Woman In the Tower, Münster, Germany: not Rapunzel

Münster, Germany continues the tradition of the Tower Keeper


The Keeper in the tower, is now a WOMAN 




This is not the story of Rapunzel from the Brothers Grimm, this is a tradition over the centuries that is still revered and practiced.   I had the opportunity to meet the only woman tower keeper (employed by the City).   

During my press trip with Munster Marketing, I was given the opportunity to meet The Tower Keeper Martje Salje.   

Spending six nights a week ‘watching over the city of Münster
from the tower of St Lamberti’s church struck me as a very unique job, so I was very anxious to meet her.

These are the famous 3 cages, but ONLY 1/2 way to the tower top!
Look for the small, very small walk way above this area.

The solid wood door to the tower steps.
“Tower keepers in Munster: since 1383.  That’s the only right date – it’s written on an old document mentioning two men in the tower of St. Lambert’s in association with a  fire in the inner city, only one year after another big catastrophe (pestilence).”   according to the current Tower Keeper  
Arriving via bike Martje meets us at the wooden door she has a key to open.   I didn’t expect such a lovely, vibrant woman to meet us.    Martje was more Rapunzel and nothing like Quasimodo.

At twilight the tower is stunning.  I should have started a 1/2 hour earlier to capture all the great  views.

When I first heard I would be meeting the Tower Keepers and climbing the tower to view what a Tower Keeper does each evening, I started training for this event.   I calculated with 30 steps in my home that I often climbed several times a day, I would be in ‘shape’ for this event…………………………


To try to give some perspective of the SIZE of this church and tower, we climbed above the clock!

With constant inquiries ‘are you OK” from my companions, we climbed all 300 stairs.  When we arrived at the level with the ‘cages’ I was informed we were NOT at the top, but only 1/2 way!

Determined NOT to be the ONLY invited guest to abort this killer climb, we continued.   The stairs are very narrow and as you circle round and round the small stairway, it is easy to become dizzy and disoriented.   However Martje ascended the stairs like a ‘gazelle’. And she does this 24 times a week!  

The tower keepers room is larger than I expected.   On the desk is the brass horn that has announce “all is well’ over hundreds of years, next to a telephone that is used to call the fire department when the Tower Keeper arrives each night.   Such an anachronism, I had to smile.   There are also several clocks to remind the Keeper each 30 minutes during the 4 hour shift, when the horn must be blown.

I visited in early April and Northern Germany was just approaching spring so the nights can be cold.
The Tower Keeper has a warm cape with a hood to protect her during the winter and bad weather.

Starting at 8:30 pm The keeper reports to the fire station  that she has arrived safely and every half hour until midnight, the keeper sounds the all is well ‘toot’, no fires spotted, no invading army approaching.    At 12:30 am she will call the fire station to let them know she has made it back to firm land safely.

..............................

* Requirement 1
From the article about the Münster tower keeper, list every object it describes in the tower keeper's room.
* Requirement 2
Based on the article about the Münster tower keeper, answer yes or no to each statement and quote the words that decide it: (a) The tower keeper watches over the city six nights a week. (b) The visit took place in early autumn. (c) The horn is sounded once every hour until midnight.
* Requirement 3
Reproduce the passage of the article about the Münster tower keeper between "This is not" and "above this area.", inclusive.

* Information provided
..............................

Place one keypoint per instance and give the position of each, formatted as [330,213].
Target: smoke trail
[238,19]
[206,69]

..............................

* Exercise answer 1
- The desk
- The brass horn
- A telephone
- Several clocks

* Exercise answer 2
(a) Yes: "Spending six nights a week ‘watching over the city of Münster"
(b) No: "I visited in early April"
(c) No: "every half hour until midnight, the keeper sounds the all is well ‘toot’"

* Exercise answer 3
This is not the story of Rapunzel from the Brothers Grimm, this is a tradition over the centuries that is still revered and practiced.   I had the opportunity to meet the only woman tower keeper (employed by the City).   

During my press trip with Munster Marketing, I was given the opportunity to meet The Tower Keeper Martje Salje.   

Spending six nights a week ‘watching over the city of Münster
from the tower of St Lamberti’s church struck me as a very unique job, so I was very anxious to meet her.

These are the famous 3 cages, but ONLY 1/2 way to the tower top!
Look for the small, very small walk way above this area.